**INSTRUCTIONS FOR THE TASK:** Say how many lines in the entries below have the word "front" in them, giving only the number.

**GIVEN ENTRIES:**
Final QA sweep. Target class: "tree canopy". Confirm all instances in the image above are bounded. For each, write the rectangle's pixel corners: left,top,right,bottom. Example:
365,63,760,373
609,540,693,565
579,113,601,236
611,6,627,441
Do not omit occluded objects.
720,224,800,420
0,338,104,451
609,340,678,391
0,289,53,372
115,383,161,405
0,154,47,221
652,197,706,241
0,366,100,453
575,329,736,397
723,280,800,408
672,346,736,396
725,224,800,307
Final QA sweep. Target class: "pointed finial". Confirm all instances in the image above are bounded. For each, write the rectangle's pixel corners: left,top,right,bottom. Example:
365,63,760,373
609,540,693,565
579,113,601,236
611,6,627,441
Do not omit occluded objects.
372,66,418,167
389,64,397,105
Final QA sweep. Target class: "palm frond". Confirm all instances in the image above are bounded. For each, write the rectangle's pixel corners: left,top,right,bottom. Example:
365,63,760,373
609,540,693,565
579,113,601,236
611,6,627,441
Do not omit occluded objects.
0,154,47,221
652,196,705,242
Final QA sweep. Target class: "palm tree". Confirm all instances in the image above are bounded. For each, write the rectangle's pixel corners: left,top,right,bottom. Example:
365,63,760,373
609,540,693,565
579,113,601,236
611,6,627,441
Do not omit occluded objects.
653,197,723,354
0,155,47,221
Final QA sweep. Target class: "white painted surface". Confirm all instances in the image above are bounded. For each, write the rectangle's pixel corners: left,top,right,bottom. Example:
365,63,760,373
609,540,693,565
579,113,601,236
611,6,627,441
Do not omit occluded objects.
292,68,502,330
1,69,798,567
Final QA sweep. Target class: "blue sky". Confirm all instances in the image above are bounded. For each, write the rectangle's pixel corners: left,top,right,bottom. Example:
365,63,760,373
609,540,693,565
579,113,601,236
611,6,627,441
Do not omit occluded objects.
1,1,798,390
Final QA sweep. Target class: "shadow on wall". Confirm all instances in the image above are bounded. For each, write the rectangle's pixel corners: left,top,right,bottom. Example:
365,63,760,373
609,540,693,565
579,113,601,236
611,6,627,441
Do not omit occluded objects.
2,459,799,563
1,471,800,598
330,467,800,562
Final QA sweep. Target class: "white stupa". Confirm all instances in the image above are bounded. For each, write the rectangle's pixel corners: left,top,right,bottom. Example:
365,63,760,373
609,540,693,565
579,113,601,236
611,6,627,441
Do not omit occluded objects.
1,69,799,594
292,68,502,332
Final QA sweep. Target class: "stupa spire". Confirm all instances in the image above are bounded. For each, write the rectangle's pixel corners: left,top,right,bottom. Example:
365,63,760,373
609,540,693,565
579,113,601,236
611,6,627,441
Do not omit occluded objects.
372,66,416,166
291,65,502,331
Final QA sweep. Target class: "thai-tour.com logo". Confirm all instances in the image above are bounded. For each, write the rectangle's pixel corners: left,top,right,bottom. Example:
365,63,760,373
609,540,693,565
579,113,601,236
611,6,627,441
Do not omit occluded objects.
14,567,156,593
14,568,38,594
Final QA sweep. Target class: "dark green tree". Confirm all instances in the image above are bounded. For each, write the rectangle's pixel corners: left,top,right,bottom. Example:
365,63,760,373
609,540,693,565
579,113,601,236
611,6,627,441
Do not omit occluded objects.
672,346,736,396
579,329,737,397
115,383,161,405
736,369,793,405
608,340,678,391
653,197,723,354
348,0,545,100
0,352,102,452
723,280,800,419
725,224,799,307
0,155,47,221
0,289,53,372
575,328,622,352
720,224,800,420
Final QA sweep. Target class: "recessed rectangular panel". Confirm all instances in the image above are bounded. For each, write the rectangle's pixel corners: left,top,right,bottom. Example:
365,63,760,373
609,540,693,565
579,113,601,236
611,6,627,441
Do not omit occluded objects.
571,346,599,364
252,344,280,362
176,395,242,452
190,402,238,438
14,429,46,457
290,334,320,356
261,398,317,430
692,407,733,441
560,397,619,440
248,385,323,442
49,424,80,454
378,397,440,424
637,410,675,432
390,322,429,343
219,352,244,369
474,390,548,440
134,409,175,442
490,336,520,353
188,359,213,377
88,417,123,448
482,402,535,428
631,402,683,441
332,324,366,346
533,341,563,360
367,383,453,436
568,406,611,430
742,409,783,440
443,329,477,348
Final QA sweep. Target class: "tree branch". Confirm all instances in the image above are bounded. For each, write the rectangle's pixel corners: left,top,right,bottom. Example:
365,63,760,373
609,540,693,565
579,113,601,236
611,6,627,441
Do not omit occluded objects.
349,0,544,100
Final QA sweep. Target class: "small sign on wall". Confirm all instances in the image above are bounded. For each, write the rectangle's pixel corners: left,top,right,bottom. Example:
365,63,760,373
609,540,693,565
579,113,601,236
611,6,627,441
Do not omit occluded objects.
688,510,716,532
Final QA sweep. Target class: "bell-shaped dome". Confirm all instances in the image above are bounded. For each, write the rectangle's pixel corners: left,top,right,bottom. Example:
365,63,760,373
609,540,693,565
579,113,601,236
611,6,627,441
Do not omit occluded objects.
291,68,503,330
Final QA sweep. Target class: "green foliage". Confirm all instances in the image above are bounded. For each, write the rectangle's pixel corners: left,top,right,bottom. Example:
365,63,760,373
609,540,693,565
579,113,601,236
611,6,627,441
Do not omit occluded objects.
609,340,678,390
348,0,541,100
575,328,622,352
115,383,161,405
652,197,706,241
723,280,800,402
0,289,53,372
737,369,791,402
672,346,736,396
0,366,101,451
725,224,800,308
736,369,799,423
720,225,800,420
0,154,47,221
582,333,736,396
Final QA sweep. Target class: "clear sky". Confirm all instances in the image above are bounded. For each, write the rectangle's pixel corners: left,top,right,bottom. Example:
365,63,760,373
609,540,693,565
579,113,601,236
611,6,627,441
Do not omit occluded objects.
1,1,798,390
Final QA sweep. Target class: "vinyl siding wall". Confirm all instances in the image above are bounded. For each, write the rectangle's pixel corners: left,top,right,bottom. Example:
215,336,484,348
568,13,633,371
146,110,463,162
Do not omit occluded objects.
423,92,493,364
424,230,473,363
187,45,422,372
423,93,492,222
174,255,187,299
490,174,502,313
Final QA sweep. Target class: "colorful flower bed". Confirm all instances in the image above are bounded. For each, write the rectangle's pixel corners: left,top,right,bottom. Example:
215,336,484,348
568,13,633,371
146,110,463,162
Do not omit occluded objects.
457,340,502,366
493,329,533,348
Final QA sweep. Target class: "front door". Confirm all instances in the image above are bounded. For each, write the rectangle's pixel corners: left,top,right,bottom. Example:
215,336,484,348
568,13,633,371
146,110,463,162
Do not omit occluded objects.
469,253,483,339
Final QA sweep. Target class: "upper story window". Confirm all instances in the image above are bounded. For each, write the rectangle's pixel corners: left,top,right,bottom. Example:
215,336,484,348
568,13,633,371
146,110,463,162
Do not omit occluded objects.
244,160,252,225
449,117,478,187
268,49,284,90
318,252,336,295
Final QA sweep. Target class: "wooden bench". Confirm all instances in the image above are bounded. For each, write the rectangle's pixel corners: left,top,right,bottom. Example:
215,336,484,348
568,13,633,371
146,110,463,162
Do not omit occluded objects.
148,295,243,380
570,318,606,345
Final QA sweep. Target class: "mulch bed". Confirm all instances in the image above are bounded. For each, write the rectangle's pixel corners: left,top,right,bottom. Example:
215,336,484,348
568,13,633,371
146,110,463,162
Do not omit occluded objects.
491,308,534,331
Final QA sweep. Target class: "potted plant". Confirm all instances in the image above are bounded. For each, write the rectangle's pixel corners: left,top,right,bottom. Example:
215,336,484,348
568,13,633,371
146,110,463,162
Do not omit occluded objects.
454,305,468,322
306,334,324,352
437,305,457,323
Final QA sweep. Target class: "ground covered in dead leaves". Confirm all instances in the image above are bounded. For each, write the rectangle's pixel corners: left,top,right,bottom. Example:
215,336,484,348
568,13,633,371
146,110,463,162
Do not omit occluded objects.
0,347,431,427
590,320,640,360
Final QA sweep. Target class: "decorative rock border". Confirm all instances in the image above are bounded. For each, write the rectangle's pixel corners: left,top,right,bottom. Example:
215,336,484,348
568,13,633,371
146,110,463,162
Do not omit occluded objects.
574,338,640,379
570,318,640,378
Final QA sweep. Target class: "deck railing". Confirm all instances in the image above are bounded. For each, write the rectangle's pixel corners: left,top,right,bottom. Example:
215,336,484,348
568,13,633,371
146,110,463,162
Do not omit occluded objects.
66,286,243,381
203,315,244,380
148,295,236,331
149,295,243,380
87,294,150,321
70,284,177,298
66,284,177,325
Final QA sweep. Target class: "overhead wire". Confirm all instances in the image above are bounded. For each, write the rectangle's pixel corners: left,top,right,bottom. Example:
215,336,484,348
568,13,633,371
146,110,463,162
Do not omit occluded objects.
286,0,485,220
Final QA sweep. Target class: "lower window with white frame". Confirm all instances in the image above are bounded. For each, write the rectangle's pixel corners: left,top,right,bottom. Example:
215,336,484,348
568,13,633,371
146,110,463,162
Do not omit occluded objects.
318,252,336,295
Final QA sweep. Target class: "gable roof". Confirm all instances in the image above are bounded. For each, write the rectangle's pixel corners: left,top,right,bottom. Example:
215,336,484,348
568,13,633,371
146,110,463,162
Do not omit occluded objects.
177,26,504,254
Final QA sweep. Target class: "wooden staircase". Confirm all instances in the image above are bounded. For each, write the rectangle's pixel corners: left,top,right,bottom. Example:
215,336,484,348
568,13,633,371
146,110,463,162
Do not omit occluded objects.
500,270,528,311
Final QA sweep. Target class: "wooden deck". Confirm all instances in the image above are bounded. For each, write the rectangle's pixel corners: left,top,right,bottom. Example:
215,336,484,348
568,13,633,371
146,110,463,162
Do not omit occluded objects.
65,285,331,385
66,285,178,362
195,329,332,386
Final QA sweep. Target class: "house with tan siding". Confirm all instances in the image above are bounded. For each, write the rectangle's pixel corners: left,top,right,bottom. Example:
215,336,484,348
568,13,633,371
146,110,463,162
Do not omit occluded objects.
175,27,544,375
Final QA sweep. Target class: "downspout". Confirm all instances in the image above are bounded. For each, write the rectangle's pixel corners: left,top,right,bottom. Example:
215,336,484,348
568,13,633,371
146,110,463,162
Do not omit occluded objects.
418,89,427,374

--

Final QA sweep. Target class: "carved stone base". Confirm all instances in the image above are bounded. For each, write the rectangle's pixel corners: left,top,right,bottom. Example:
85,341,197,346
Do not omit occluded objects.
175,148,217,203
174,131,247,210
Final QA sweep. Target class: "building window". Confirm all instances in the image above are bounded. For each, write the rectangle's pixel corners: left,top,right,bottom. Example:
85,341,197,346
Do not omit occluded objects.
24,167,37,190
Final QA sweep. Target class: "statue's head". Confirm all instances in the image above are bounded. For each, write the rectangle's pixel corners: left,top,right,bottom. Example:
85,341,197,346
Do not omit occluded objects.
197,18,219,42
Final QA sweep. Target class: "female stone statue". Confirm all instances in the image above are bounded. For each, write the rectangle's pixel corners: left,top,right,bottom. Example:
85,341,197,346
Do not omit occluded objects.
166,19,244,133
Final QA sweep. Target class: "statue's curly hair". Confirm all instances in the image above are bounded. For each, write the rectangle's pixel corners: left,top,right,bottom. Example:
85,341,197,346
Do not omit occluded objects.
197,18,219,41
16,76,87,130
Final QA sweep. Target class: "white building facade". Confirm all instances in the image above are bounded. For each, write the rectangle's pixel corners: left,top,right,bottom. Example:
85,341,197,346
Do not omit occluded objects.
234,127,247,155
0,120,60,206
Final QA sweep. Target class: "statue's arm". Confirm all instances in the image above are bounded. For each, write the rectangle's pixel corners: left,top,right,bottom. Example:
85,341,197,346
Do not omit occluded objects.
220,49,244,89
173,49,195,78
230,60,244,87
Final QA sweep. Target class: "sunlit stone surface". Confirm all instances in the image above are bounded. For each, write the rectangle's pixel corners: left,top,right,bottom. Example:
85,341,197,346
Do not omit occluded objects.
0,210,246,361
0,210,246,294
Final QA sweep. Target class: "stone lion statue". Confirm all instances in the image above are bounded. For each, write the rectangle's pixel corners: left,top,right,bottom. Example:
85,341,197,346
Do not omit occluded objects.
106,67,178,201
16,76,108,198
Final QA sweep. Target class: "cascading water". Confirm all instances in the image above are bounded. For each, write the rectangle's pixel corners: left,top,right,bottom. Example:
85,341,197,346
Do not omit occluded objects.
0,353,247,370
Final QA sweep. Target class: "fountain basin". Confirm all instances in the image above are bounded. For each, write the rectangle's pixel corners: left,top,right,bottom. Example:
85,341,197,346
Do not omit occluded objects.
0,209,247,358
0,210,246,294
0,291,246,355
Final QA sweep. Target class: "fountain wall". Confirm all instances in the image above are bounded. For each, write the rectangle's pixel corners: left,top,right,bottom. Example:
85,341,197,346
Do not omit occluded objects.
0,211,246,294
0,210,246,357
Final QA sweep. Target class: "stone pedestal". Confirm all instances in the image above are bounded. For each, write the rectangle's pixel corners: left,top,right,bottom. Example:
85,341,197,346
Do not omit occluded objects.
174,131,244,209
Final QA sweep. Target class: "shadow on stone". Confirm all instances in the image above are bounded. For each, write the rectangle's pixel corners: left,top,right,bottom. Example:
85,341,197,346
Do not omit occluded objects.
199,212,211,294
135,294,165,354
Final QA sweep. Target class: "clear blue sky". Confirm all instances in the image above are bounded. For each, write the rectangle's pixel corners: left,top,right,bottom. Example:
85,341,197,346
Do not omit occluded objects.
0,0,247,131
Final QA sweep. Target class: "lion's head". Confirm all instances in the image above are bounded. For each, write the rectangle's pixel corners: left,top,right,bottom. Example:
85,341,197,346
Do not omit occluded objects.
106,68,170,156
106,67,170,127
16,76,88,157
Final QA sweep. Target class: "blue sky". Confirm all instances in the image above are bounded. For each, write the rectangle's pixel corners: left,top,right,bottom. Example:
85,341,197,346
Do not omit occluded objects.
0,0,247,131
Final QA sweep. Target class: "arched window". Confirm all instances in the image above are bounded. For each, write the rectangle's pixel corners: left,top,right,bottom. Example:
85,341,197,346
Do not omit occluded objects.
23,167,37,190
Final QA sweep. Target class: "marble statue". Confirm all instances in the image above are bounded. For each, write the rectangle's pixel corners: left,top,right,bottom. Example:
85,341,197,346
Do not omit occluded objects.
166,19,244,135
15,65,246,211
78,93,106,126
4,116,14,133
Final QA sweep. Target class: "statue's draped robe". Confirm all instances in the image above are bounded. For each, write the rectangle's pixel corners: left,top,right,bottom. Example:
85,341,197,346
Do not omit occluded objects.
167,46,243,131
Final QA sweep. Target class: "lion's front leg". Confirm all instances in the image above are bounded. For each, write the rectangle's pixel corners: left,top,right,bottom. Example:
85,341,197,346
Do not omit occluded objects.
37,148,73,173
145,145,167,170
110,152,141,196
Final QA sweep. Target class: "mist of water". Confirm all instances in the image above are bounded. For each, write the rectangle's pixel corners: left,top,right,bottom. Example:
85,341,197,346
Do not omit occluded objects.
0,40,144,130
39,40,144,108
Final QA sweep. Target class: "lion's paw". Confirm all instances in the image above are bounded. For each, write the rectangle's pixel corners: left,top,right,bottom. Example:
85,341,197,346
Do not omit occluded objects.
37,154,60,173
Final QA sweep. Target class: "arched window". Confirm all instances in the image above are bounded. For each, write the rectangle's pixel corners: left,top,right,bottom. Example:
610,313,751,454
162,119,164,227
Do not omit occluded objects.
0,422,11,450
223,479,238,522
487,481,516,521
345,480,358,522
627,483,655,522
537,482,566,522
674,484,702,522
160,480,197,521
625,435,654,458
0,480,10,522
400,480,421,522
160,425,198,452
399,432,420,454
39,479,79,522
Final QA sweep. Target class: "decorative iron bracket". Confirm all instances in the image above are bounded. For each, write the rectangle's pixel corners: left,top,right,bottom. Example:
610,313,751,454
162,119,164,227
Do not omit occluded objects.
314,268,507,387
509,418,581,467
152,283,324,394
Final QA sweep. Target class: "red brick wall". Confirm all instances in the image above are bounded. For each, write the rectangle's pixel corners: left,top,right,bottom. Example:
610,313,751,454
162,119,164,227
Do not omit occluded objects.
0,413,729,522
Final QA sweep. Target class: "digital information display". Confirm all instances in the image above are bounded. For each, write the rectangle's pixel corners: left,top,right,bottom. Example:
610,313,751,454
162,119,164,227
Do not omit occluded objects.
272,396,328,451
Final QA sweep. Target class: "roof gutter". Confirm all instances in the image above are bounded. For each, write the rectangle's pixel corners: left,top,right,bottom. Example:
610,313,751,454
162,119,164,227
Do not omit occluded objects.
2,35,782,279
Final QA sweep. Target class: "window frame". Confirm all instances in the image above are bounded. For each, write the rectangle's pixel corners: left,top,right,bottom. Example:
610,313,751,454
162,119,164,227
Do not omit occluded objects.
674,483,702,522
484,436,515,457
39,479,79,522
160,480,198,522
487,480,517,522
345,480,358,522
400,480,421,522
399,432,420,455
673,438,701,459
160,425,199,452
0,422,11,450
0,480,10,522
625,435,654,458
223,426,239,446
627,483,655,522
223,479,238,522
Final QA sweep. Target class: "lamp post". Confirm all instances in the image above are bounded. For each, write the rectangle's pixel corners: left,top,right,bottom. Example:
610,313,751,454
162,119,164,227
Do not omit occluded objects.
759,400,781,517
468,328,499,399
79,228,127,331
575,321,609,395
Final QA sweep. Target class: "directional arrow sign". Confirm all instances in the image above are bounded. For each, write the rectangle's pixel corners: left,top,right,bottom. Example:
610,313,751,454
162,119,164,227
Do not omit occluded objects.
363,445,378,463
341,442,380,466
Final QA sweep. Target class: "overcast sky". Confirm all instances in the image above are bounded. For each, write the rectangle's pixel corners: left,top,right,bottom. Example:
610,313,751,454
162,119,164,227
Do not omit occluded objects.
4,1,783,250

**COMPLETED TASK:** 2